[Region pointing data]

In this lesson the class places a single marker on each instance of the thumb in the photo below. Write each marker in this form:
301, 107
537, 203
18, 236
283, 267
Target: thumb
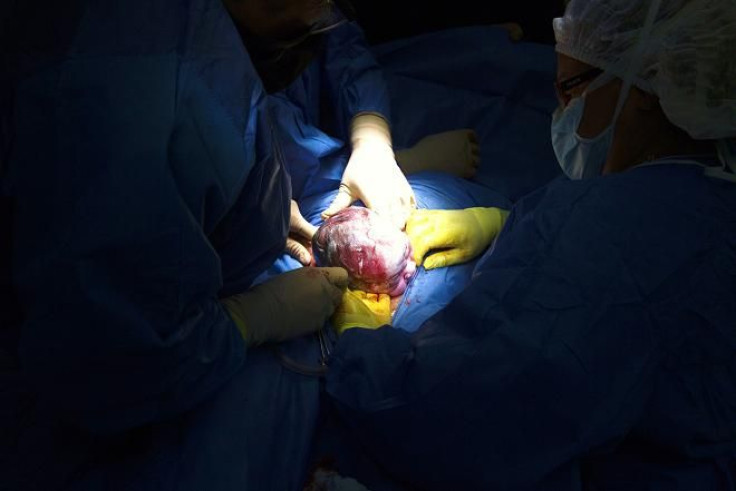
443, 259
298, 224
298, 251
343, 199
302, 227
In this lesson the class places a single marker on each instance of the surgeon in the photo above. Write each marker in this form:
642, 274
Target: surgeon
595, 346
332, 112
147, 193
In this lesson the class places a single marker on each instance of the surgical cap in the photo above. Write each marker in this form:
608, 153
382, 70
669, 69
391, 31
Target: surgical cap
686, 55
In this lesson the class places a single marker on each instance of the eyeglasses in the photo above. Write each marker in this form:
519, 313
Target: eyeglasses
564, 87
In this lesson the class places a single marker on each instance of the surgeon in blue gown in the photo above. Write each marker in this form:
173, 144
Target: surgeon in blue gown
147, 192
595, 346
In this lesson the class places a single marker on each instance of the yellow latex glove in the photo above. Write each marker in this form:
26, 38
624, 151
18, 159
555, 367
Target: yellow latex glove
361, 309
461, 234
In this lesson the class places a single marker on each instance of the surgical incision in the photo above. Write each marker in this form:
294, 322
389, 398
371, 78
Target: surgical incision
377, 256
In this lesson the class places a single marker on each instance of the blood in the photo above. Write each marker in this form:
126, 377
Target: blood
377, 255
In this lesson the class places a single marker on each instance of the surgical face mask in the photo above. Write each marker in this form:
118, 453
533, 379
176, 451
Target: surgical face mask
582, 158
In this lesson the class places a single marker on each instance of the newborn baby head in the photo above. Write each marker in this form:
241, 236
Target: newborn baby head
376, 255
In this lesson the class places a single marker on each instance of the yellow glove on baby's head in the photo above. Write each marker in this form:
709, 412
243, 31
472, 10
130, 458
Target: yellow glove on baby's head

--

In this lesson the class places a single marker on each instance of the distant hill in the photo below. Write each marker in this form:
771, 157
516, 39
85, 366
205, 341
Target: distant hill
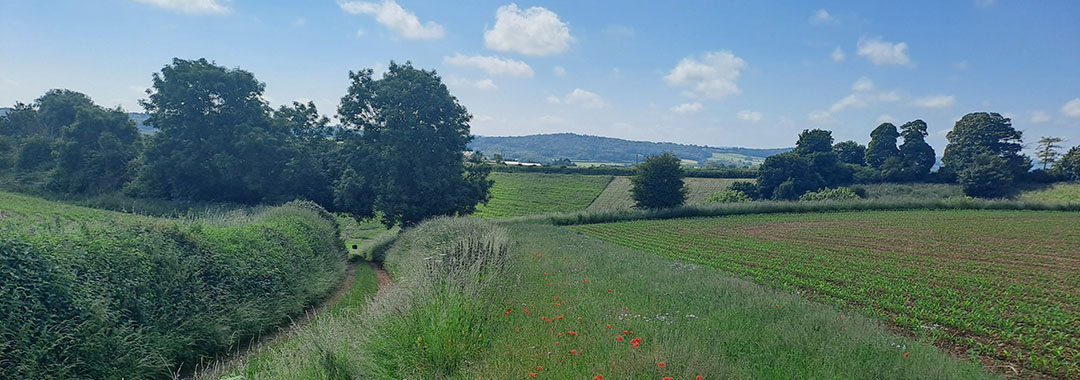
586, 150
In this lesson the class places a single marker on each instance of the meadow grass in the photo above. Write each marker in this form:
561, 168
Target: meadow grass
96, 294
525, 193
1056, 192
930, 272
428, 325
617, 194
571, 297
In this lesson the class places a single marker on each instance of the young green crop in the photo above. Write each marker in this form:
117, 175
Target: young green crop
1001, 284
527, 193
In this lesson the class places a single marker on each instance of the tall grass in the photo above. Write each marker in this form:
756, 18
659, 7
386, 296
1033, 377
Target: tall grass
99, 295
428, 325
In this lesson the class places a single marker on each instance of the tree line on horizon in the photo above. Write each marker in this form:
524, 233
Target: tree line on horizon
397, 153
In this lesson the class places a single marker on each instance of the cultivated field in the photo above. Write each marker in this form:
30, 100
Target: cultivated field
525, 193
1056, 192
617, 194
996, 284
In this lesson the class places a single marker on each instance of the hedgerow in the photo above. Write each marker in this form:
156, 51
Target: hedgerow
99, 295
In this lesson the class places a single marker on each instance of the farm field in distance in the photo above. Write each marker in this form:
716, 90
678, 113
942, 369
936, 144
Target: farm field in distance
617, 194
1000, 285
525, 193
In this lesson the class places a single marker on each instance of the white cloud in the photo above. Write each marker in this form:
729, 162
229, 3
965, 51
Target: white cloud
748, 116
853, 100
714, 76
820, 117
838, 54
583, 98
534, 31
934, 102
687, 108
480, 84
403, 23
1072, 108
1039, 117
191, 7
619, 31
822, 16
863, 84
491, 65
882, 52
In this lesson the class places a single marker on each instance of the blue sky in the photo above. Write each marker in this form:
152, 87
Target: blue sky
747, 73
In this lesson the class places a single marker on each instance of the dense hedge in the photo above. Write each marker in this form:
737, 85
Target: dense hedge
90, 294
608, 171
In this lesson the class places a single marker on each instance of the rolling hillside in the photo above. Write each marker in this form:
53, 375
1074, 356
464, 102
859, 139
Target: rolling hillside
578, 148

WHAT YOU WILL DO: Ascertain the number of lines in the entries that include the word "below", and report only that number.

SOLUTION FOR THIS EXERCISE: 2